▶ [What needs to be done] Copy each line below exactly and leave the pictures out.

BEGIN Extracted entries

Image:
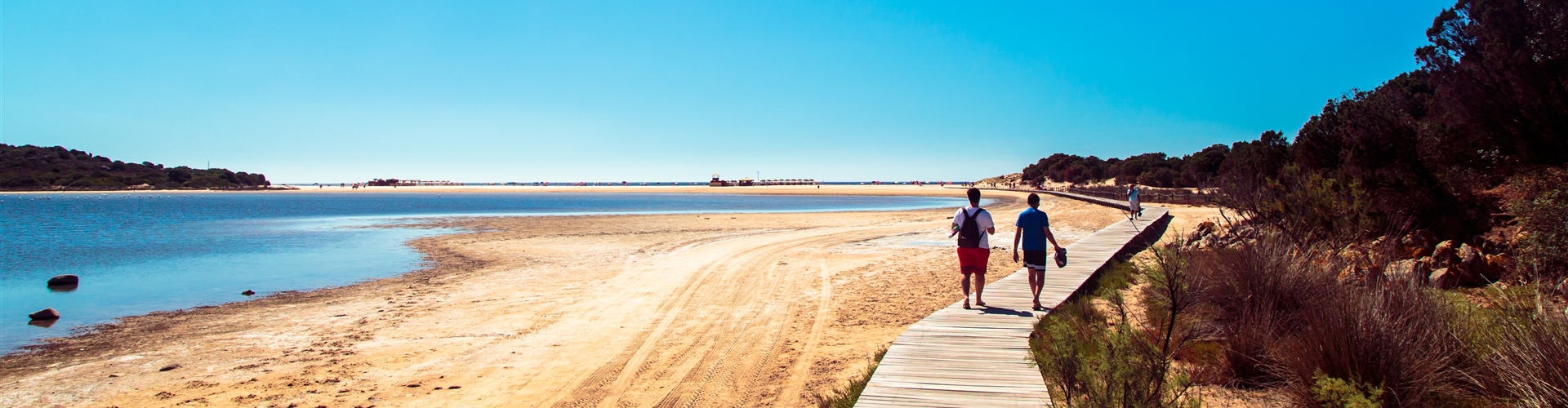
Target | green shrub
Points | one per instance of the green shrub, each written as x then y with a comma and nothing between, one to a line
1333,392
1094,360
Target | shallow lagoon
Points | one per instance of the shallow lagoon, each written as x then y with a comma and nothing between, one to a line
170,250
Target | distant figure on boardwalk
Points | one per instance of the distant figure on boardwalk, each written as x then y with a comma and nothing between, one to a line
1134,211
1034,229
973,224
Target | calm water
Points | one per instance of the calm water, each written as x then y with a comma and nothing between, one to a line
158,251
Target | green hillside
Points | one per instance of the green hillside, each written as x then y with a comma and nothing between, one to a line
59,168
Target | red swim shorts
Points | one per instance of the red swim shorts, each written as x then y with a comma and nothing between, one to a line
973,259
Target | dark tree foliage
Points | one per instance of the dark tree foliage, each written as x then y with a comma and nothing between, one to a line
42,168
1489,102
1156,168
1498,68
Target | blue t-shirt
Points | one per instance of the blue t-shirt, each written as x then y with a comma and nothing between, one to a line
1034,224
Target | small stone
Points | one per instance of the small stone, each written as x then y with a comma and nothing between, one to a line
1445,278
63,280
46,314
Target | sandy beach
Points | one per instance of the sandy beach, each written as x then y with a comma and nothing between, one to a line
750,309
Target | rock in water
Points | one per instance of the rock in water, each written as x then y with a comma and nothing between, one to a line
63,280
44,314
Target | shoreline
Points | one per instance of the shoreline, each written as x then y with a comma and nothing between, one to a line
336,328
825,190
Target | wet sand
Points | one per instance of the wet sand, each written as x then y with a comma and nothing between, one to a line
750,309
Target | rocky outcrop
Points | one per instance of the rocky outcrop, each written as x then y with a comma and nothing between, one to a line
46,314
1418,244
1409,270
63,280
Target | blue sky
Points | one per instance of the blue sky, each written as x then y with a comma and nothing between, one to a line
341,91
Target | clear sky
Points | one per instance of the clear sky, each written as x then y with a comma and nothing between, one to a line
342,91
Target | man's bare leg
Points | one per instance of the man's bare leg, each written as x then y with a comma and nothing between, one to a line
979,289
1037,282
964,283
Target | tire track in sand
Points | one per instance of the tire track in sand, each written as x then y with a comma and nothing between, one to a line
742,295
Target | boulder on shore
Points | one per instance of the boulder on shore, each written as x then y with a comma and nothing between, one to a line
46,314
1445,278
1409,270
1445,255
63,280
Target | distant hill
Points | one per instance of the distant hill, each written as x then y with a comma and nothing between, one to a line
59,168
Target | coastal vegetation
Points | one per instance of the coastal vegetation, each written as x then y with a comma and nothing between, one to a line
1407,248
59,168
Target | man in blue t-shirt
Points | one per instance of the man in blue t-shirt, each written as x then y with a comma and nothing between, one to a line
1034,229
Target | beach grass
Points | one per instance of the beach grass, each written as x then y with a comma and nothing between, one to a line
845,397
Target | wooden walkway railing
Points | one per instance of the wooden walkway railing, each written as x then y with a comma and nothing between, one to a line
980,357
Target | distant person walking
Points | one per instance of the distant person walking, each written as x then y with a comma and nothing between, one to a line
973,224
1034,229
1134,211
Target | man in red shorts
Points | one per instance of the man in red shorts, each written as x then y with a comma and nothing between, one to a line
973,224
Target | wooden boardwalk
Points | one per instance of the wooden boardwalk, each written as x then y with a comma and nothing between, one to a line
980,357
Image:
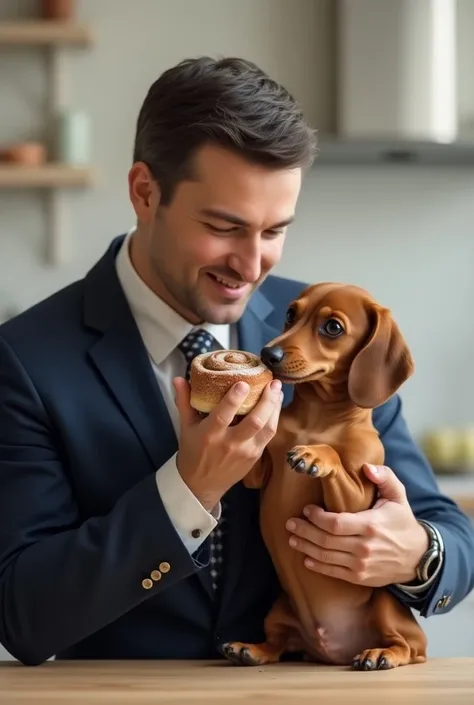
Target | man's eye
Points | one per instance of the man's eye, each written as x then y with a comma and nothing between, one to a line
215,229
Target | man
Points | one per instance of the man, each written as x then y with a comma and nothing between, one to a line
125,529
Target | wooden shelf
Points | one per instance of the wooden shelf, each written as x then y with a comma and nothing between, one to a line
44,32
47,176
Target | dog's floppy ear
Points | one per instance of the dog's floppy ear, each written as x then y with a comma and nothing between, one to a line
382,365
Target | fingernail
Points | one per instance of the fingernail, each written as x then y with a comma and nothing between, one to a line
241,388
373,469
275,385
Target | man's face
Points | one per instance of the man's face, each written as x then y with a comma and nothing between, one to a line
207,252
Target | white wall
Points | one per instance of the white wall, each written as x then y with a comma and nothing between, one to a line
405,233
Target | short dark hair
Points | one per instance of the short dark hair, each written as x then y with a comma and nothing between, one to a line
229,102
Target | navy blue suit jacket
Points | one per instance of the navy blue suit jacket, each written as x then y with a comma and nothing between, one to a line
83,428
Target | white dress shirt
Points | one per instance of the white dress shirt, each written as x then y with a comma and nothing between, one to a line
162,329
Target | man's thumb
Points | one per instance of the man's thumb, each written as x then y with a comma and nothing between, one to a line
388,484
186,413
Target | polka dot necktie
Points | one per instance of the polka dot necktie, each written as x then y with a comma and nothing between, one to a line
195,343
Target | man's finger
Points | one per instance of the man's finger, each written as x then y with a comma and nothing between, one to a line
388,484
339,524
271,426
257,419
187,414
224,412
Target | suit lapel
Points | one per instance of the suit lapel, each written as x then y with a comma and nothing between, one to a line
121,359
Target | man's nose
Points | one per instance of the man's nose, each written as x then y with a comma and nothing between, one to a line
247,261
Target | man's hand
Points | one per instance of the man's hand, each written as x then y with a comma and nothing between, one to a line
377,547
213,455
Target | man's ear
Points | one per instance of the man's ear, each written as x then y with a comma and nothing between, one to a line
144,192
383,364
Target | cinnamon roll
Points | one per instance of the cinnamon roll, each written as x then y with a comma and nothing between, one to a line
213,373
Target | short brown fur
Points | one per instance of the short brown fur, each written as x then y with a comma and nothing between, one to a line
329,425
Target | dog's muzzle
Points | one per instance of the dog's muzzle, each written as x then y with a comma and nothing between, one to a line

END Extracted entries

▶ [Solution]
Image:
Target | green shrub
Points | one per instance of the green shrub, each written as x then y with a comma and nothing between, one to a line
1333,392
1094,360
Target | shallow lagoon
Points | one per instance of the shallow lagoon, each written as x then y with a comma and nothing between, one to a line
170,250
Target | distant figure on boardwalk
Points | one per instance of the distant figure on boardwalk, each written as x then y with a comma and nothing between, one to a line
1134,211
1034,229
973,224
Target | calm water
Points | one per instance of the calm water, each written as x then y with a comma and nothing between, one to a line
158,251
Target | green hillside
Points | one per instance of the green hillside, each written as x then y with a comma and nothing between, one to a line
59,168
Target | red swim shorts
Points | one per instance of the red swim shorts, each written as x then y with a comma and nothing between, one to a line
973,259
Target | dark tree foliage
Points | one per instance of the dark tree foliage, each written as x then y with a comma and nothing between, one to a line
42,168
1489,102
1156,168
1498,68
Target | blue t-shirt
Points | one per instance of the blue t-shirt, each written as x then y with a comma and nothing between, one to a line
1034,224
Target | small stone
Points | one per instance of the small stone, each written as x then y with a comma and nothing between, one to a line
1445,278
63,280
46,314
Target | sandy beach
Points | one per instance of the sandy beach, each written as x then y with a comma and nothing between, one to a line
750,309
Target | rock in water
Points | one per instance of the rock in water, each written as x then y with a comma and nothing between, one to a line
63,280
44,314
Target | shoreline
Points | one per instance of the shoreline, each written as x then y with a comma and nothing between, one to a line
336,328
825,190
Target | wet sand
Points | one per instance of the wet sand, each written as x then y with a comma and nothing between, one to a line
750,309
Target | rocky outcrop
Points | one per instance of the rocky outcrop, each written as x then y with a comma and nothing between, one to a line
46,314
1418,244
1409,270
63,280
Target | blue sky
Points | one per instance of the blue sky, each written as x then y with a comma and nothing between, one to a line
341,91
Target | clear sky
Points | one per instance of the clear sky, each written as x then y with a comma and nothing between, one to a line
342,91
Target | man's bare leg
Points | one per instance of the man's bare leg, each written as x then y with a comma and nothing between, one to a line
979,289
1037,282
964,283
Target | tire track in sand
Points | one per instance of the tire track in sand, each written as x then y with a comma and nothing between, one to a line
742,295
Target | boulder on shore
Points | one per instance of the boulder on shore, each written as x then y with a comma and nothing between, one to a line
46,314
1445,278
1409,270
1445,255
63,280
Target | distant hill
Points | one per instance of the distant hill, each written as x then y with a comma and nothing between, one to a line
59,168
Target | coastal vegetation
Points | one per instance of the coastal vegetation, each written as x then y with a comma and nothing between, one to a line
1407,248
59,168
Target | man in blue t-shirt
Points | one per instance of the man in blue t-shirt, each written as x then y with a comma and nothing between, one to a line
1034,229
Target | beach grass
Points | one per instance of the beach grass, each written as x then y with a comma and nothing between, one to a line
845,397
Target | wooden walkway railing
Points | one per instance of the wooden walkway railing, each written as x then y with a comma and nothing between, one to a line
980,357
Target | distant person walking
Points | one per instance of the distant person walking, each written as x then y with a comma and nothing between, one to a line
973,224
1034,229
1134,211
Target | man in red shorts
Points | one per instance of the man in red shorts, each written as x then y with a comma and nothing between, one to a line
973,224
Target | wooden boardwalk
Points | one per instance of the wooden boardwalk, each written as x then y with a comma and nothing between, one to a line
980,357
Image:
Target | man's eye
Points | one per instance of the man's eye, each written as x then y with a comma and nothing between, one to a line
215,229
Target | man
Points | one per instance of the man, each written as x then y with a comma and nothing between, one to a line
125,529
Target | wooden shelf
Points | one per instance of the wooden shelf, each written as x then y with a comma and nothing between, one to a line
44,32
47,176
Target | dog's floppy ear
Points | one per instance of the dog's floppy ear, each written as x then y with a comma and nothing between, one to a line
382,365
Target | fingernail
Points | one per instance of the fingernail, each written as x then y with a comma and nothing between, one to a line
241,388
373,469
275,385
Target | man's face
Points | one per instance of the man's face, each written as x then y with a comma and nothing between, one to a line
207,252
Target | white wall
Points | one per instance of the white wall, each written as x then y with a comma and nothing between, one to a line
405,233
Target | short dark hair
Points | one per instance of the short dark hair, each written as x then y with a comma and nothing between, one to a line
229,102
Target | navy blue suit jacket
Points | one per instance of the navy blue suit jacket, each written as x then y with a comma and nothing between, one to a line
83,428
Target | white dress shirt
Points | one per instance of the white dress shirt, each written as x then y with a comma and nothing between, one to a line
162,329
Target | man's thumb
Points | one per instance of the man's thumb, each written as x then y with a comma and nothing between, one to a line
388,484
186,413
Target | polka dot necktie
Points | one per instance of the polka dot necktie, each written as x then y with a comma and nothing between, one to a line
195,343
Target | man's finger
Points | one per instance of the man's finger, each written as x then y with a comma and nothing between, one to a line
388,484
339,524
271,426
257,419
187,414
224,412
Target | suit lapel
Points | one per instance of the suit lapel, each written as x then y with a comma and nothing between, one to a line
121,359
Target | man's nose
Points | one per instance of the man's nose, each written as x then y with a comma and nothing between, one to a line
247,261
Target | man's hand
Points | one per instance of the man's hand, each written as x then y with a comma and nothing between, one to a line
377,547
213,455
Target | man's ear
Points | one per instance of the man's ear, each written as x then y with a comma and nothing between, one to a line
144,192
383,364
Target | cinnamon roll
Points | one per instance of the cinnamon roll, each written as x then y with a comma and nothing between, one to a line
213,373
Target | short brown fur
Points | one per instance of the short brown fur, each written as x then y with a comma and nothing between, one to a line
329,425
Target | dog's muzzle
Points | one per instance of the dog's muzzle, each written as x then y with a comma and nothing between, one to a line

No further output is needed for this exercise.